:: Stated problem ::
Rewrite the lines from the one containing "Isolate woman's white" through the one containing "[[0, 0, 450, 100]]", changing "headscarf" to "head covering" and leaving everything else as it is.

:: Records supplied ::

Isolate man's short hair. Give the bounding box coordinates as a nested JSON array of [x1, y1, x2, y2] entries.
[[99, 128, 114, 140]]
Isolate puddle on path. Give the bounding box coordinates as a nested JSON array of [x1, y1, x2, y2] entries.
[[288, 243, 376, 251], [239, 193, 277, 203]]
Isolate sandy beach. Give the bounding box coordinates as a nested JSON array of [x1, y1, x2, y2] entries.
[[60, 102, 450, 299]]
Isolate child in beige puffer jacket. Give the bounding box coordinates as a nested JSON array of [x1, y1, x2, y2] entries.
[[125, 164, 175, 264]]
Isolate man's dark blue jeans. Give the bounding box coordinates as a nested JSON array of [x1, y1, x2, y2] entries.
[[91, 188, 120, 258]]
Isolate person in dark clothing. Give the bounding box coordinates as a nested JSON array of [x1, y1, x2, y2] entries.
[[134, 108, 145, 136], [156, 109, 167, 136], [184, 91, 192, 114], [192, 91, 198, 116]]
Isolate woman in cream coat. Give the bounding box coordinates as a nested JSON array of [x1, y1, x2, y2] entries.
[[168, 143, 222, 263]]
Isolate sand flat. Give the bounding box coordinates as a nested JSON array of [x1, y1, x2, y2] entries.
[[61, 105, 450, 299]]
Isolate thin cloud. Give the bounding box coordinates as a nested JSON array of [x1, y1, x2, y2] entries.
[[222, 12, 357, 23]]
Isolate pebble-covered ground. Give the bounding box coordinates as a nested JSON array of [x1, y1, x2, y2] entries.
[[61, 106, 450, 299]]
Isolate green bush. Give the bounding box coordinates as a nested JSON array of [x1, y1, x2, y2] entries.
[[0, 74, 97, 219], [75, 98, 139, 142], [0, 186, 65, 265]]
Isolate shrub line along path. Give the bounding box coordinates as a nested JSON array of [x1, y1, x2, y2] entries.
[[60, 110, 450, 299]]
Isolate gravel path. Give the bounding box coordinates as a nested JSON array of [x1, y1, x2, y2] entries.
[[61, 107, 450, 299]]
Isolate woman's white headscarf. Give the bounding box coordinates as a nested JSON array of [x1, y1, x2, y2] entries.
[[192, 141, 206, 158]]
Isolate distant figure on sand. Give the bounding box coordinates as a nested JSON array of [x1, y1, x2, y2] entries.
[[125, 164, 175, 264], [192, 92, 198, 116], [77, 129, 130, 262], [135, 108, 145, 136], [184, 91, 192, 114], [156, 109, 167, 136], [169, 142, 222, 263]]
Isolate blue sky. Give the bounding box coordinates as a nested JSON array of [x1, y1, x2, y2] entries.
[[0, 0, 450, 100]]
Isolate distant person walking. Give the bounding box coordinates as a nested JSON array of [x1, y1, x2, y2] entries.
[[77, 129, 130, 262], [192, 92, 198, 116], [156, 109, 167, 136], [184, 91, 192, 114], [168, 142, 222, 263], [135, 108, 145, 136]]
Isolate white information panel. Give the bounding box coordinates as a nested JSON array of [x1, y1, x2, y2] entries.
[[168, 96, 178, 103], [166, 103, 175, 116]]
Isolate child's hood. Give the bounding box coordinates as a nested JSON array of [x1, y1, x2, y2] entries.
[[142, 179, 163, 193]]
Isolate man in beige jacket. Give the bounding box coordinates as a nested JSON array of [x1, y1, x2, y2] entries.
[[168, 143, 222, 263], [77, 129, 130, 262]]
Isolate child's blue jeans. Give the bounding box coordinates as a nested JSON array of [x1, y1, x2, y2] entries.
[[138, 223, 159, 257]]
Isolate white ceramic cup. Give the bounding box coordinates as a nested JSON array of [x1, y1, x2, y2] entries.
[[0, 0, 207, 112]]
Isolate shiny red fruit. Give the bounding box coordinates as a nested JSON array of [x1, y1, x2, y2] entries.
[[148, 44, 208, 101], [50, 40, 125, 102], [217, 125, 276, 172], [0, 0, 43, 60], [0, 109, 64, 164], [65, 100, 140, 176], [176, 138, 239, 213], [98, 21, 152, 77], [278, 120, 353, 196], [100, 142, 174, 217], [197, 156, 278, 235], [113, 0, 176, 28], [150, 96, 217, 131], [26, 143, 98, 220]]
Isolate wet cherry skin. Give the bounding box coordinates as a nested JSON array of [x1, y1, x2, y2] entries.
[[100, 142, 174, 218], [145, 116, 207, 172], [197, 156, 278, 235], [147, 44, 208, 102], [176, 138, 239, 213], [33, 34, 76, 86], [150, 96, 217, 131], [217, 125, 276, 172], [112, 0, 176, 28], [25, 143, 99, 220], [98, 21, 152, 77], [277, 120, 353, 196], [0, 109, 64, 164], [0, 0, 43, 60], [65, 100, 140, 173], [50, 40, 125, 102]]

:: Result of this task ::
Isolate woman's white head covering. Give the bounding box coordinates as a nested JSON array of [x1, y1, x2, y2] entries.
[[192, 141, 206, 158]]
Isolate distant figure on sand. Give the bounding box coordinates as a nested JSON array of [x1, y1, x2, y2] entries.
[[125, 164, 175, 264], [192, 92, 198, 116], [77, 129, 130, 262], [135, 108, 145, 136], [184, 91, 192, 114], [156, 109, 167, 136], [169, 142, 222, 263]]
Isolate blue sky. Give the bounding box coordinates as a nested JSON array of [x1, y1, x2, y2] entries.
[[0, 0, 450, 100]]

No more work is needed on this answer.